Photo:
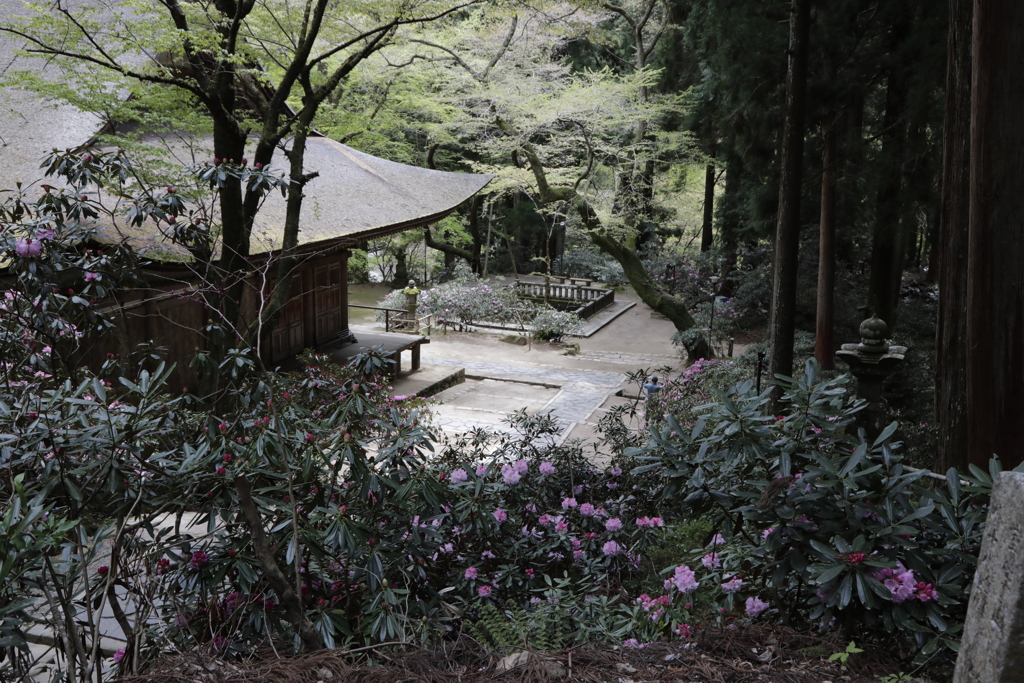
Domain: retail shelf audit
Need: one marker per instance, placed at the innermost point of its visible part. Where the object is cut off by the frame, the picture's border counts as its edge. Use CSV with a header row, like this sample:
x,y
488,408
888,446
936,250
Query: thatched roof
x,y
355,196
30,126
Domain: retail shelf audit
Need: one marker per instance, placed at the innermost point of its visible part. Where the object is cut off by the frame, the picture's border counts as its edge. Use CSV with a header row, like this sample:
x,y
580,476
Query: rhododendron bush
x,y
824,523
315,510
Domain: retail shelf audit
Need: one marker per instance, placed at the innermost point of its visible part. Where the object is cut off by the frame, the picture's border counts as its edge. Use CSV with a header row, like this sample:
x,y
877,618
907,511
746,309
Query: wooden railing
x,y
563,292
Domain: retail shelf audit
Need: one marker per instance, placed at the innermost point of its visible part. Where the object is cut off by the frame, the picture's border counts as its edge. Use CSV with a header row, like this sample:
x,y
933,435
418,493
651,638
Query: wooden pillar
x,y
995,240
344,334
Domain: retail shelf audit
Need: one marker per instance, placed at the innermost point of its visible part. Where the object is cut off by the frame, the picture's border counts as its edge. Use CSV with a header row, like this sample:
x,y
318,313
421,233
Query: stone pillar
x,y
992,649
871,361
345,335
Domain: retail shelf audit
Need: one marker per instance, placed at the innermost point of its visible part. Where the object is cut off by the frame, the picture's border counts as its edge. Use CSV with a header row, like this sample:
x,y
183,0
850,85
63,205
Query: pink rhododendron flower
x,y
925,592
755,606
684,580
510,475
610,549
28,248
733,585
900,582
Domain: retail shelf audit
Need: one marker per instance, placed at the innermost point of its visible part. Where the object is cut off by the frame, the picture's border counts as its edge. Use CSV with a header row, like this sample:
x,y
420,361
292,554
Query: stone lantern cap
x,y
872,348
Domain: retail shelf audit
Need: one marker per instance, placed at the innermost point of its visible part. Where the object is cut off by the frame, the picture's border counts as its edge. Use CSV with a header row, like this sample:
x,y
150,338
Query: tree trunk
x,y
787,228
824,342
728,220
995,243
706,228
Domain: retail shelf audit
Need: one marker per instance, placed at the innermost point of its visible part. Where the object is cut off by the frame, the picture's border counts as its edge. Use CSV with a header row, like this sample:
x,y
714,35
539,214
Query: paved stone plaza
x,y
577,389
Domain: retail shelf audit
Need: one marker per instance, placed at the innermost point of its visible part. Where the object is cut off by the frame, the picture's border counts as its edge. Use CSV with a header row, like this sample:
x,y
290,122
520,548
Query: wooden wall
x,y
314,316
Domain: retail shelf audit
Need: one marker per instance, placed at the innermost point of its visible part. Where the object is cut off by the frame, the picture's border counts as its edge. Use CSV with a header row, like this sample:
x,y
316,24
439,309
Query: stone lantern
x,y
871,361
412,294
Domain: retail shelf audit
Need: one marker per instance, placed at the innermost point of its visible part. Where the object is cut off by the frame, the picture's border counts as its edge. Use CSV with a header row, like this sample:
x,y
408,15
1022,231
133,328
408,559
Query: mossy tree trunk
x,y
671,306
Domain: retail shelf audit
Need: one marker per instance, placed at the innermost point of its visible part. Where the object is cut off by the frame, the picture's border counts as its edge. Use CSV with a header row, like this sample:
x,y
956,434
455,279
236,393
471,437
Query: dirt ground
x,y
762,654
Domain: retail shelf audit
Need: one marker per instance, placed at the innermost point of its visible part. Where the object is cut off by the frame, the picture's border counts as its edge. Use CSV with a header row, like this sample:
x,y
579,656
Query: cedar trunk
x,y
995,279
824,342
706,228
787,227
951,255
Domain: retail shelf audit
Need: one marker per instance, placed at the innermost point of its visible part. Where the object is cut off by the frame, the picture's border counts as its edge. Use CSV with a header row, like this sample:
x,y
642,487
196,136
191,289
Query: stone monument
x,y
871,361
412,295
992,649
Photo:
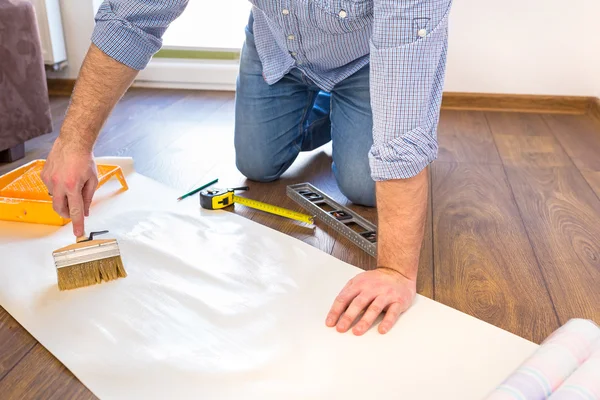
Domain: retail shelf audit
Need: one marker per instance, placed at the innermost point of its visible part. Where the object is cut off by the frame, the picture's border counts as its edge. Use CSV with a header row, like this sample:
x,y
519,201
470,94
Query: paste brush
x,y
88,262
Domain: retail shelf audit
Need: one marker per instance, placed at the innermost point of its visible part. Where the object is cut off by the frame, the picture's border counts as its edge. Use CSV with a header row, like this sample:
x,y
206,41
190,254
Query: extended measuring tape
x,y
343,220
215,199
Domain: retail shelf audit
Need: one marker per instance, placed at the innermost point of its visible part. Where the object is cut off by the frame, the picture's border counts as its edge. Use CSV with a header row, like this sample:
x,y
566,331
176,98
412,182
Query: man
x,y
365,74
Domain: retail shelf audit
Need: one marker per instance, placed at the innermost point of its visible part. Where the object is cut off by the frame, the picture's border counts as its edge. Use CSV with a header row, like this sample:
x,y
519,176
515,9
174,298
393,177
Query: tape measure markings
x,y
312,199
216,199
273,209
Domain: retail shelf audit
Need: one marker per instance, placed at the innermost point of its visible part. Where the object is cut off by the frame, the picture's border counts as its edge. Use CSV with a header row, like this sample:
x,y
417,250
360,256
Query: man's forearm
x,y
101,83
402,211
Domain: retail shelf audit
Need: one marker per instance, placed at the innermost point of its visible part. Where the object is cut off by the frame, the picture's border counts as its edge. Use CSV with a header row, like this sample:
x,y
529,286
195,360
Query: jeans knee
x,y
256,169
358,191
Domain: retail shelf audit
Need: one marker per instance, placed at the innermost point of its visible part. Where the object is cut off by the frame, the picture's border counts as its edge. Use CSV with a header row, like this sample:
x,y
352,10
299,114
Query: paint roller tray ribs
x,y
24,196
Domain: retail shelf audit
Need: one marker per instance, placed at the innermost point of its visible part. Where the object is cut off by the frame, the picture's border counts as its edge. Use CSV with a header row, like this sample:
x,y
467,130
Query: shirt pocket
x,y
338,17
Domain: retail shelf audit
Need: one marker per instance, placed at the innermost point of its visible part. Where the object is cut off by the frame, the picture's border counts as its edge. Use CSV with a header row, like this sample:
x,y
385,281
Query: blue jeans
x,y
274,123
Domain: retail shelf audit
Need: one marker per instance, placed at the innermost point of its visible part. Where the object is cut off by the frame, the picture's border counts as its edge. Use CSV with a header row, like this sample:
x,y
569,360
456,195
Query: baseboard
x,y
60,87
451,100
516,103
594,108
:::::
▶ **Problem details**
Could you output every entry exactly as written, skipping the pictures?

▶ **Answer box**
Photo:
Domain: retail shelf audit
Need: one marker per instance, placed at the innermost point of its visible part. Where the object is cut off by the frame, the picture's border counts as its edge. Use CSV with a header row, like this sample:
x,y
488,408
888,446
936,250
Query: thatched roof
x,y
355,196
30,126
Domain: retail shelf audit
Need: one marker per instance, placed at the innermost point of its visible part. Where the object is cut off by the frame, the picture's border counts as its edge. Use CSV with a header row, like this sample:
x,y
580,476
Query: rhododendron bush
x,y
824,523
315,510
Domain: retail shelf audit
Need: one marker per instance, placed at the innermost point of its visible part. Where the object is cut off by the frame, the picture's border counts as its edge. Use CSV with a header row, like this sample:
x,y
877,618
907,511
746,309
Query: wooden railing
x,y
563,292
Domain: retail shelf audit
Need: one marker per instance, placed at the innermost point of its visible part. Where the object is cut off by the frame, the picture's border counts as its edge. Use CSV with a header row, like this sample:
x,y
933,435
418,493
651,638
Query: wooden pillar
x,y
995,240
344,334
Domain: retail shelf audit
Need: one marker per instance, placed at the innermost point of its visible part. Where the object is cut off by the frame, the picture's border counts as its edge. Use CSV with a header row, like this sample:
x,y
318,313
421,233
Query: stone pillar
x,y
992,649
871,361
345,335
Domain: retail shelf audit
Need: one marker per instance, placed at the innermost point of its visible part. Where the object is cut off by the frame, the picture's border counts as its edge. Use CSV with a header row, like this sample:
x,y
183,0
850,85
63,205
Query: pink rhododendron flower
x,y
925,592
755,606
684,580
510,475
610,549
28,248
733,585
900,582
Domain: retail shelf audit
Need: one marker per instance, placed at the innermost point of its visible part. Where the object is cut off by the frame, the picture's border counts as its edge. Use CSV with a header row, like this sample:
x,y
420,361
292,554
Query: stone lantern cap
x,y
872,348
Domain: retail shelf audit
Need: one marker per instance, placed at the innermost point of its visible part. Where the object is cut off by the frame, the picture's border counts as its edge. Use CSV with a header row, like this sample:
x,y
150,338
Query: tree trunk
x,y
787,228
824,342
728,220
995,243
706,228
Domain: retail shelf audit
Need: one marker per instance, placed at the innermost point of its visible part. Where the object is cut off by the frame, the picture's border counts as its edge. Use CSV with a header row, like this sample:
x,y
714,35
539,214
Query: paved stone plaza
x,y
577,389
Domain: retail shelf audit
Need: one marker per instance, placed at the innermost point of its visible part. Where the object is cut off by the frame, the picture's border counts as its edge. Use CSV with a header row, like this sample:
x,y
290,122
520,548
Query: wooden wall
x,y
314,316
Domain: retail shelf audit
Need: one marker per instance, placed at the innermost point of its visible part. Where the object is cut off by the frame, the picture's border counts as its edge. Use CSV with a header row, like this sample:
x,y
316,24
439,309
Query: stone lantern
x,y
871,361
412,294
Domain: retail shelf audit
Need: one marker per instance, placed at the innermost point of its visible part. Where the object is cut off by the frame, the picture's border counts as its edge. Use CSV with a header row, like this sample:
x,y
408,15
1022,231
133,328
408,559
Query: mossy tree trunk
x,y
671,306
Domain: retail shelf audit
Need: one marker per instance, placed at the innermost point of its visible part. Where the object is cut off by the frame, the picture's border counts as its edge. Use CSV with a header row, like this sample:
x,y
956,434
455,279
236,393
471,437
Query: dirt ground
x,y
762,654
Domain: retail shelf audit
Need: one marker per instance, placed at the innermost point of its visible part. Where the object is cut off by the frame, the picture's border counts as its edge. Use CSV with a header row, like this sample:
x,y
579,656
Query: cedar trunk
x,y
995,279
824,342
706,228
787,227
951,255
Domain: retail shelf audit
Need: one marker per instance, placed at the innermost point of its visible part. Where the object is cut off by the frame, the picture's border counts as its edge. Use CSV with a header row, like this sample:
x,y
642,487
196,136
191,289
Query: stone monument
x,y
871,361
412,295
992,649
Photo:
Domain: retail shelf audit
Need: one marker per instance, placed at the innermost point of its visible part. Where the object is cut off by the frame, the picture's border counts as its edge. Use CSV with a header row, like this sample:
x,y
519,201
470,94
Query: paste brush
x,y
88,262
Domain: retail shelf audit
Need: one marker per instance, placed at the innermost point of its visible part. Where the object is cut off by the frame, the picture's border counts as its edge. Use CSV with a header row, like this sample:
x,y
206,41
190,254
Query: extended measuring tape
x,y
343,220
215,199
Domain: retail shelf audit
Need: one marker per instance, placed at the innermost point of its visible part. Where the object is cut off by the frame, the picture's border counts as its edge. Use CSV with a header row, like this sample:
x,y
566,331
176,98
412,182
Query: man
x,y
365,74
Domain: retail shelf audit
Need: one marker per instance, placed at the innermost point of its visible part. Where the object is cut off by the frame, the picture's border counts as its edge. Use CSV with a header row, like this sample:
x,y
519,176
515,9
174,298
393,177
Query: tape measure markings
x,y
312,199
216,199
273,209
Domain: retail shelf audit
Need: one marker per instance, placed at the innermost point of its visible part. Where the object is cut off by the frame, the picture's border counts as its edge. Use CSV with a header row, like this sample:
x,y
417,250
360,256
Query: man's forearm
x,y
101,83
402,211
Domain: retail shelf audit
Need: one marker per instance, placed at the innermost point of its visible part. Where the object is cut off by the frame, the picture's border counts as its edge. Use CSV with a header row, like this sample:
x,y
529,286
195,360
Query: jeans knee
x,y
256,169
358,191
Domain: retail shelf audit
Need: one marker per instance, placed at the innermost point of its visible part. Where the object is cut off by the frame, the picture's border counts as its edge. Use CSV with a header row, like this sample:
x,y
352,10
299,114
Query: paint roller tray ribs
x,y
24,196
Domain: retail shelf audit
Need: one marker per instance, placed at the innermost point of its visible part. Where the object is cut off by the frame, the picture's border counts as its edge. Use CSV with a header row, like this sample:
x,y
467,130
Query: shirt pocket
x,y
338,17
Domain: retail shelf audit
Need: one marker per instance, placed at the innermost point of its visible part. Where the object is cut off by the frame, the picture's border counts as its edge. Use CSV with a header row, like this sample:
x,y
385,281
Query: blue jeans
x,y
274,123
Domain: retail shelf audit
Need: one marker per instance, placed at the innermost point of its visible part. Where the object is cut off by the frame, the picture's border counts as its edge. Use CSV with a header row, like this sample:
x,y
569,360
456,195
Query: baseboard
x,y
60,87
451,100
516,103
594,108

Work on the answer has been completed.